* [Problem]:
Rewrite the part of the listing that opens with the line containing "Within each <instance>" and closes with the line containing "box: [129, 774, 371, 864]" as a Markdown table with the columns Row and Line. Number each line in Row, include both end lines, and omit blank lines.

* [Data for the task]:
════════

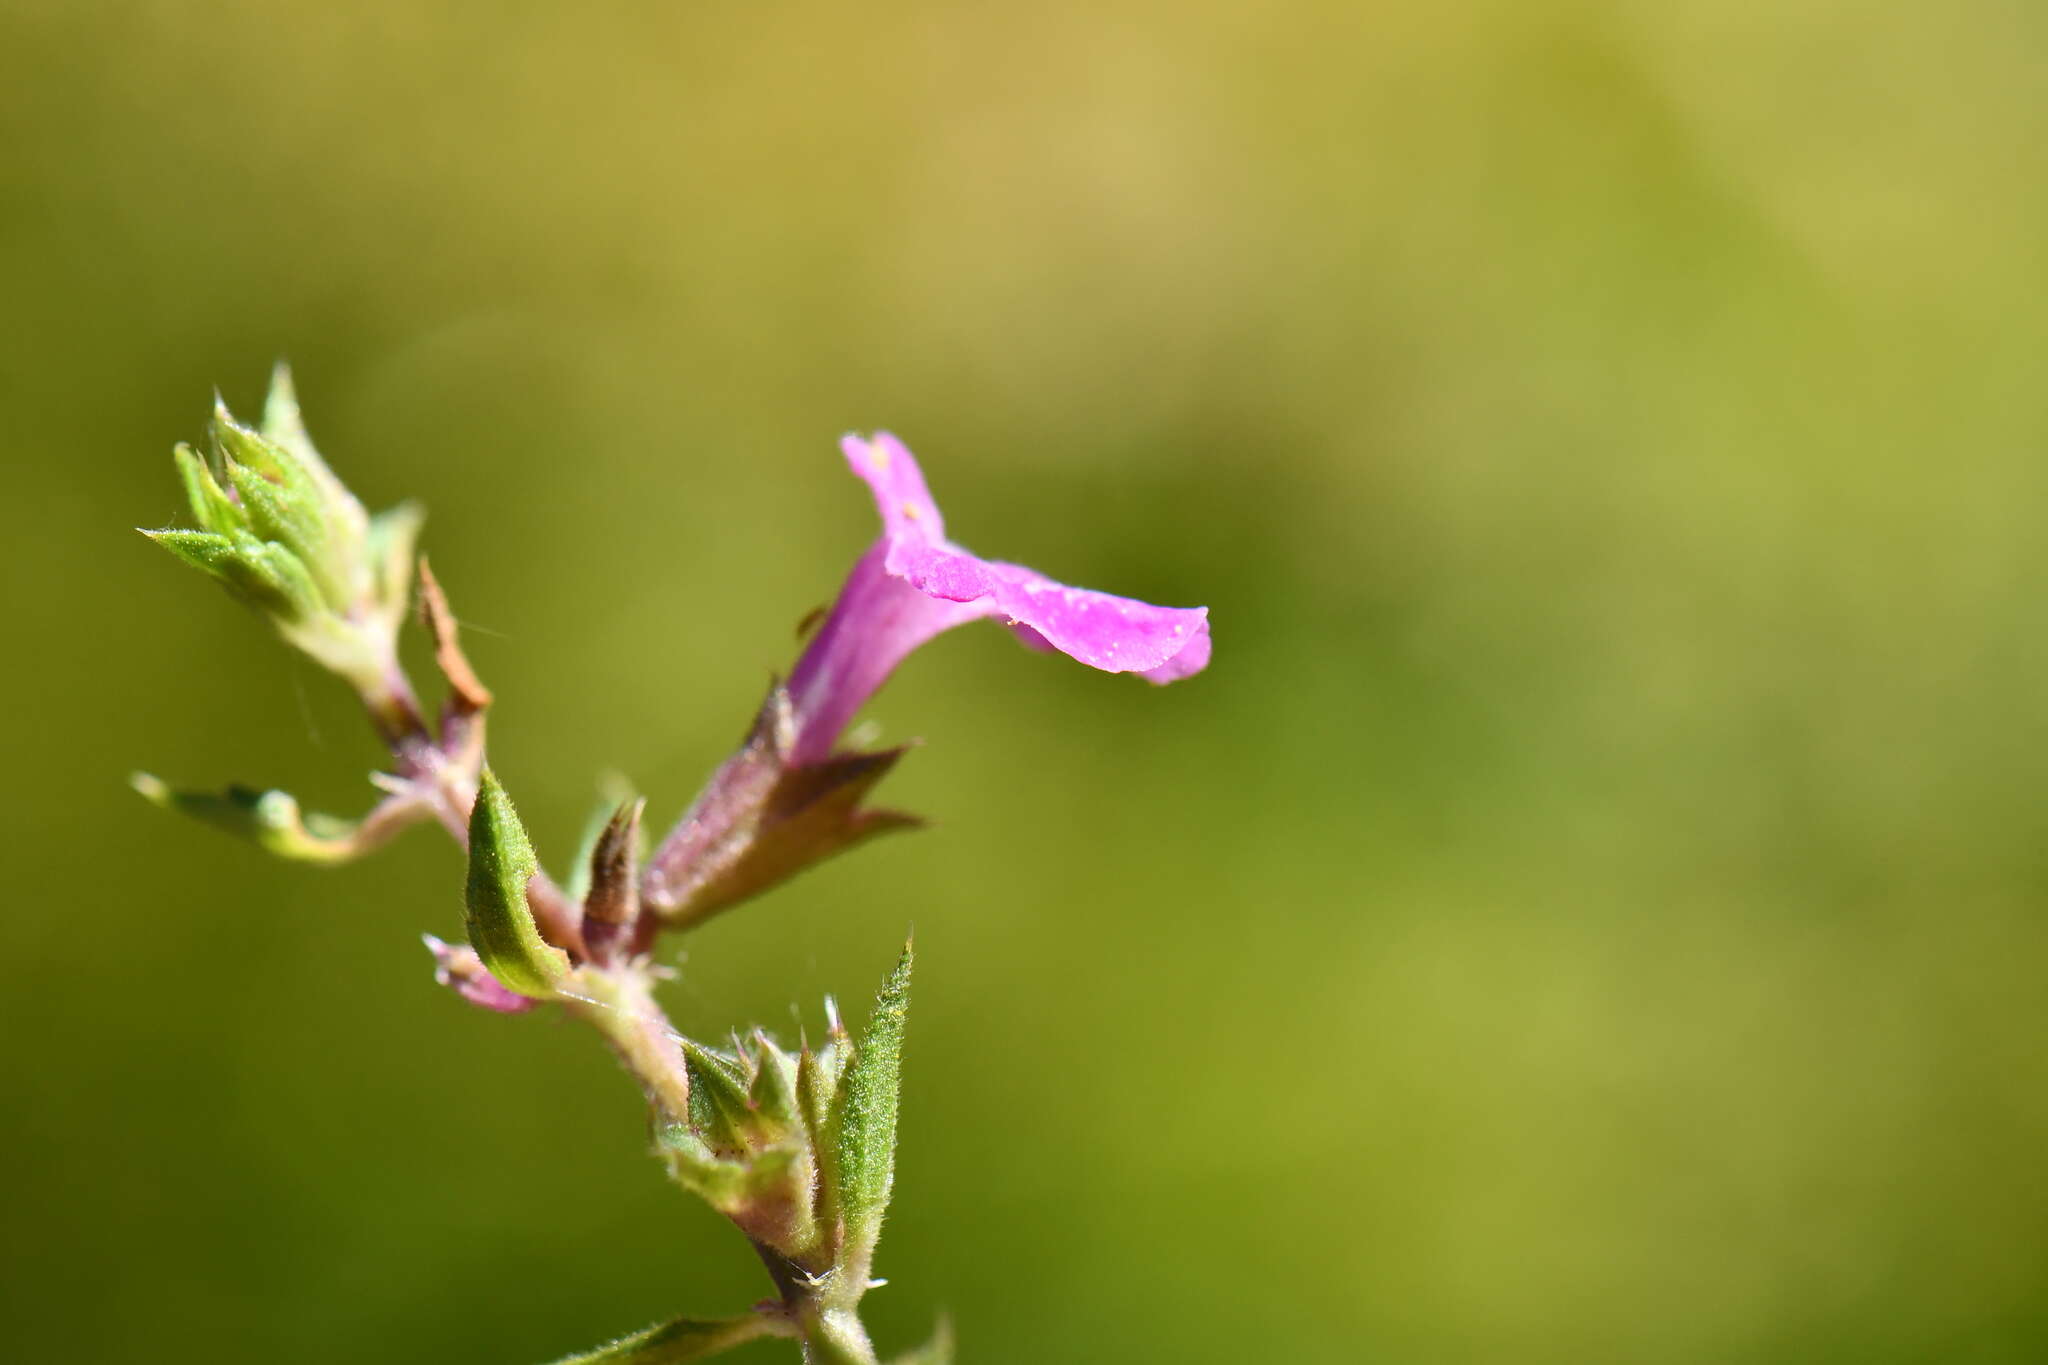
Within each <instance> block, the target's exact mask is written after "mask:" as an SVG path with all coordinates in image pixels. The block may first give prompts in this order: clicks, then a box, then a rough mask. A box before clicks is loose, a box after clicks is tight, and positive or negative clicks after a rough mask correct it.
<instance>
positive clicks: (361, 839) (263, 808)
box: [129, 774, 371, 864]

════════

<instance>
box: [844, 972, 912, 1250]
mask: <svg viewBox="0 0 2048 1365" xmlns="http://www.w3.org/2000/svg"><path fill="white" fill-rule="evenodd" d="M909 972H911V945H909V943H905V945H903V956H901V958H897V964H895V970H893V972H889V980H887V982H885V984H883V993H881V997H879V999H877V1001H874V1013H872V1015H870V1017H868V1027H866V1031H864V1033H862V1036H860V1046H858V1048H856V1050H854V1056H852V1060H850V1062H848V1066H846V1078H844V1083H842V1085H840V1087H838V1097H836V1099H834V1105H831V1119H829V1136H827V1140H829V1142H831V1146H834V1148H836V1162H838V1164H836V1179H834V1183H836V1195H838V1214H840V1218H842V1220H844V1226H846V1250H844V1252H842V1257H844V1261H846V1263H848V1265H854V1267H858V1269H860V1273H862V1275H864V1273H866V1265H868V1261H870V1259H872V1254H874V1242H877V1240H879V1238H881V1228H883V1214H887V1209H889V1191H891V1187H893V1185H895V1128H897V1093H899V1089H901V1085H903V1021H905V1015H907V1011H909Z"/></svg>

════════

* [Answer below]:
| Row | Line |
|---|---|
| 1 | Within each <instance> block, the target's exact mask is written after "mask:" as an SVG path with all coordinates in image pixels. The block may first give prompts in this order: clicks, then a box, then a rough mask. A box before clicks is loose, a box after clicks is tight, and positive or negative clicks after a rough mask correct it. |
| 2 | <instance> |
| 3 | positive clicks: (361, 839) (263, 808) |
| 4 | box: [129, 774, 371, 864] |